__Data records__

------------------------------

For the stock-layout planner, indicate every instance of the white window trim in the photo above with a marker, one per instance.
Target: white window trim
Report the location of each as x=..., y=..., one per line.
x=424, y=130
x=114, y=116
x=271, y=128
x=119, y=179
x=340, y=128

------------------------------

__About this task__
Only the lines from the one containing "Target: white window trim" through the end of the data above are wanted, both ends included; restate them word for word.

__Your solution__
Target: white window trim
Report the location of each as x=..., y=..., one per line.
x=424, y=130
x=114, y=116
x=271, y=128
x=119, y=179
x=340, y=128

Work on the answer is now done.